London is often called a green city, because although it’s very densely populated and built up, it’s also got some truly lovely large parks and gardens. One of the smaller gardens is in Chelsea, and contains the second oldest botanical garden in the UK. Chelsea Physick Garden was established in 1673, and remains to this day.
Hidden behind stone walls, and on the banks of the famous Thames river, the gardens were established as a place to teach students of medicine about plants and their uses. Originally, village wise people would have known about many of these cures, but with the advent of burning of these people as witches, medicine became the province of Monks. Once this knowledge again became secularised, the occupation of the Apothecary became one of respectability again.
In places like Chelsea Physick Garden, students could come to study plants and their uses. As much as this might sound magical and mysterious (and in some ways, that’s a wonderful thing) plants are still the basis of medicines that we use everyday, from codeine to heart and cancer medicines.
---
*What is required*. Copy out the entire Chelsea Physick Garden passage above, word for word. The material after this point stands apart from the Chelsea Physick Garden passage.
---
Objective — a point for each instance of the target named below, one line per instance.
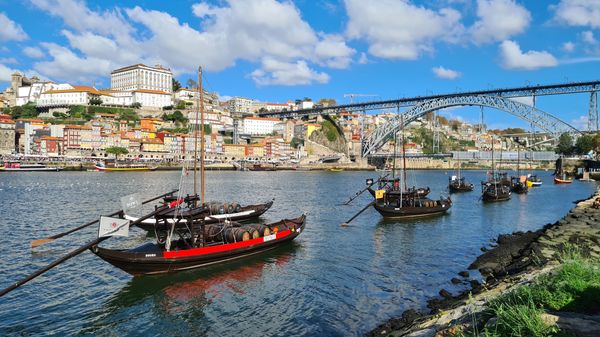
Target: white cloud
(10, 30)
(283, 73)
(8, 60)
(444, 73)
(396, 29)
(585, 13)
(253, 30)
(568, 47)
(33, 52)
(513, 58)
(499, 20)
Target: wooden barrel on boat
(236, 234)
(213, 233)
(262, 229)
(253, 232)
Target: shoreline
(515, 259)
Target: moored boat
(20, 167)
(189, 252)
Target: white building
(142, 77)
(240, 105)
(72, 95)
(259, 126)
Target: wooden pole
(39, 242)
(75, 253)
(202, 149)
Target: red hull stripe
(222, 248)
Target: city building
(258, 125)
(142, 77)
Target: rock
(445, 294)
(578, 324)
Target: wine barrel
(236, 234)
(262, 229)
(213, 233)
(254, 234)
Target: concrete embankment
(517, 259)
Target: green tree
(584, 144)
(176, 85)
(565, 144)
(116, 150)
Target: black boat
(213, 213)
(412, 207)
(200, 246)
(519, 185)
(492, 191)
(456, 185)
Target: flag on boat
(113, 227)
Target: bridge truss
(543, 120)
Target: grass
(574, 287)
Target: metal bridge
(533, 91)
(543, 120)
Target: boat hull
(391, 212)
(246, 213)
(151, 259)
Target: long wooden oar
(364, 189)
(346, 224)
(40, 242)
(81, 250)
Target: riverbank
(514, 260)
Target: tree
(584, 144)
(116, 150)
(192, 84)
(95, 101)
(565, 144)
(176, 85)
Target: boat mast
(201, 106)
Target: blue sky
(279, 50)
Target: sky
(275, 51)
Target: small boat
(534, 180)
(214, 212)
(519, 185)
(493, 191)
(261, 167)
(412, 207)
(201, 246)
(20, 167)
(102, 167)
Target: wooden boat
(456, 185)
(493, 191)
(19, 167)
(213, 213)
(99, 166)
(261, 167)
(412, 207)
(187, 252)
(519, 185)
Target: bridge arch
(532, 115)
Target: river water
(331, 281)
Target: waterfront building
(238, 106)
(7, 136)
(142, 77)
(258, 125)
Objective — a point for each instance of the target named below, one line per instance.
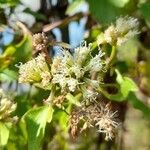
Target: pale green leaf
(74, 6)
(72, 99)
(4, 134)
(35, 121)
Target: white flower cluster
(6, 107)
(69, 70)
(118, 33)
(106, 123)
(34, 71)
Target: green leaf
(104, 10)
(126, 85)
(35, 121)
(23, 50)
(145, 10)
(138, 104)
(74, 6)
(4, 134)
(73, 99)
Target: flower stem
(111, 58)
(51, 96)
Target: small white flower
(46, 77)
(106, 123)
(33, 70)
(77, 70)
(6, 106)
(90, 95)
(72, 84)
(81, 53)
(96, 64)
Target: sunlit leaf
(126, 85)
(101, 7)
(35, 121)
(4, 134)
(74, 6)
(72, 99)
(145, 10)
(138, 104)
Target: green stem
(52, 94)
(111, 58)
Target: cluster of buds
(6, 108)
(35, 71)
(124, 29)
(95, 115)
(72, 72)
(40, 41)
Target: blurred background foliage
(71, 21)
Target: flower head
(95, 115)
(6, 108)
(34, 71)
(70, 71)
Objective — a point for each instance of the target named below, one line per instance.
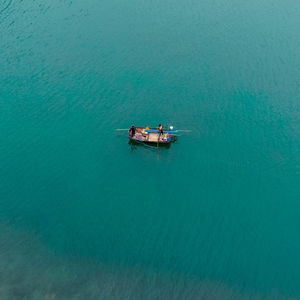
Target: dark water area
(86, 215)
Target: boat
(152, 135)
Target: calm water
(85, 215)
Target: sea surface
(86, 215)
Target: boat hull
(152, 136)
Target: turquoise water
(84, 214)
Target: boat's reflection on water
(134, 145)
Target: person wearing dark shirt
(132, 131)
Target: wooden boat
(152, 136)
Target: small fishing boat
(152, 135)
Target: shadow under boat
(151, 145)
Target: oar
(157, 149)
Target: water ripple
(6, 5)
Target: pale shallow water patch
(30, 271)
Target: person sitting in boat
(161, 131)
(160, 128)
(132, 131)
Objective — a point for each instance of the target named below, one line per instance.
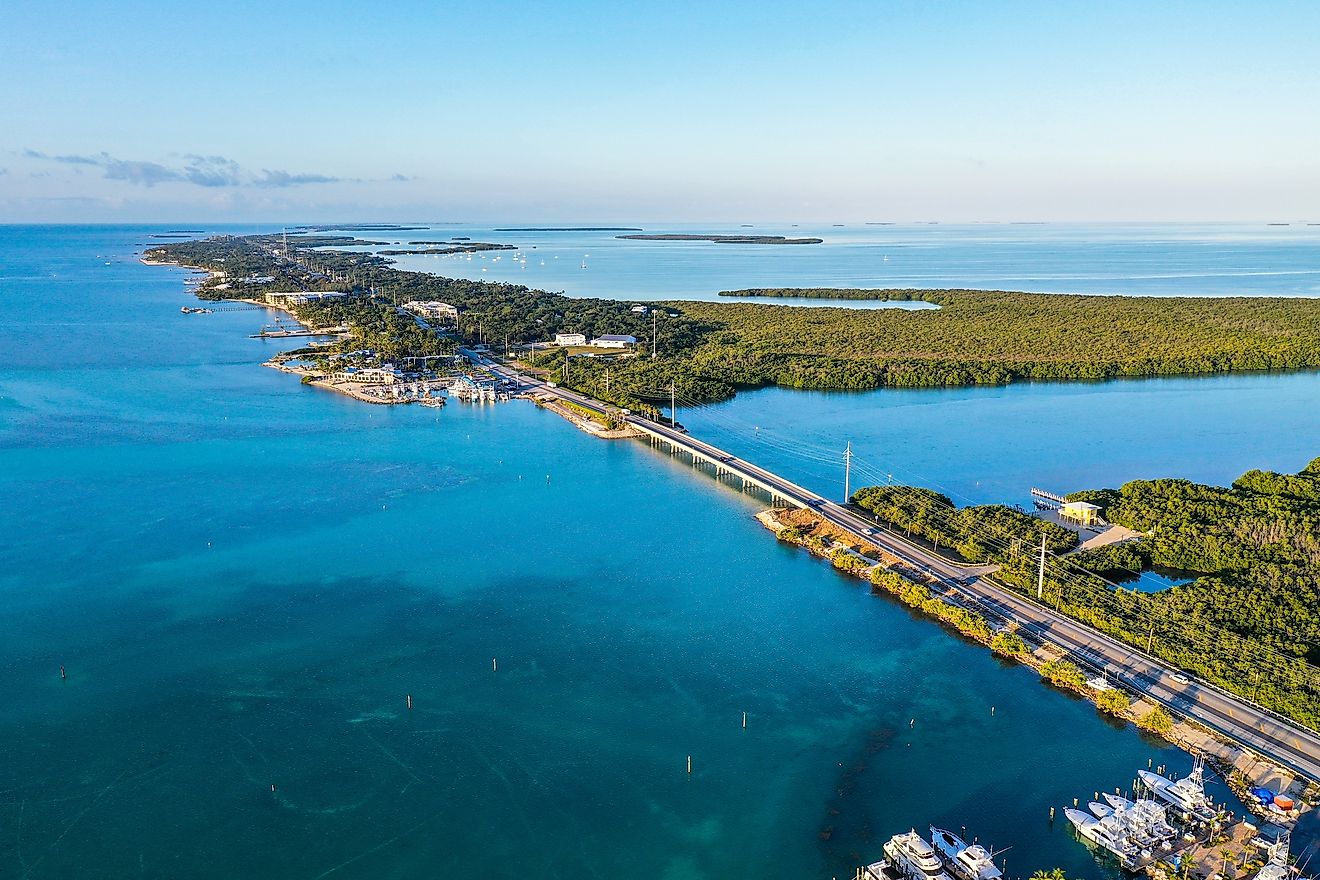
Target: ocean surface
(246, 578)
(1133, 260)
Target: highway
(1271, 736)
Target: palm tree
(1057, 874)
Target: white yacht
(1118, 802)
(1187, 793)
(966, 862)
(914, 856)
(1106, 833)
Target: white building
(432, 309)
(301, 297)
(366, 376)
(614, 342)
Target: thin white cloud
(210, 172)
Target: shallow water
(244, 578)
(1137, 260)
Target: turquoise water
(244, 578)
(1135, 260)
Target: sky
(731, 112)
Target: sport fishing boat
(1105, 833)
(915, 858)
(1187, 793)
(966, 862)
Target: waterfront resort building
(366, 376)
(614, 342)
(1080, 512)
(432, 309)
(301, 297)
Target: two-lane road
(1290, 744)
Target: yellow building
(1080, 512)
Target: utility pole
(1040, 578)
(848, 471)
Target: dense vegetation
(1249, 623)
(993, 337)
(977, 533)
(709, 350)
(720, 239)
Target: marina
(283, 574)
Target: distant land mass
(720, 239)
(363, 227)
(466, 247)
---
*Reply*.
London is often called a green city, because although it’s very densely populated and built up, it’s also got some truly lovely large parks and gardens. One of the smaller gardens is in Chelsea, and contains the second oldest botanical garden in the UK. Chelsea Physick Garden was established in 1673, and remains to this day.
Hidden behind stone walls, and on the banks of the famous Thames river, the gardens were established as a place to teach students of medicine about plants and their uses. Originally, village wise people would have known about many of these cures, but with the advent of burning of these people as witches, medicine became the province of Monks. Once this knowledge again became secularised, the occupation of the Apothecary became one of respectability again.
In places like Chelsea Physick Garden, students could come to study plants and their uses. As much as this might sound magical and mysterious (and in some ways, that’s a wonderful thing) plants are still the basis of medicines that we use everyday, from codeine to heart and cancer medicines.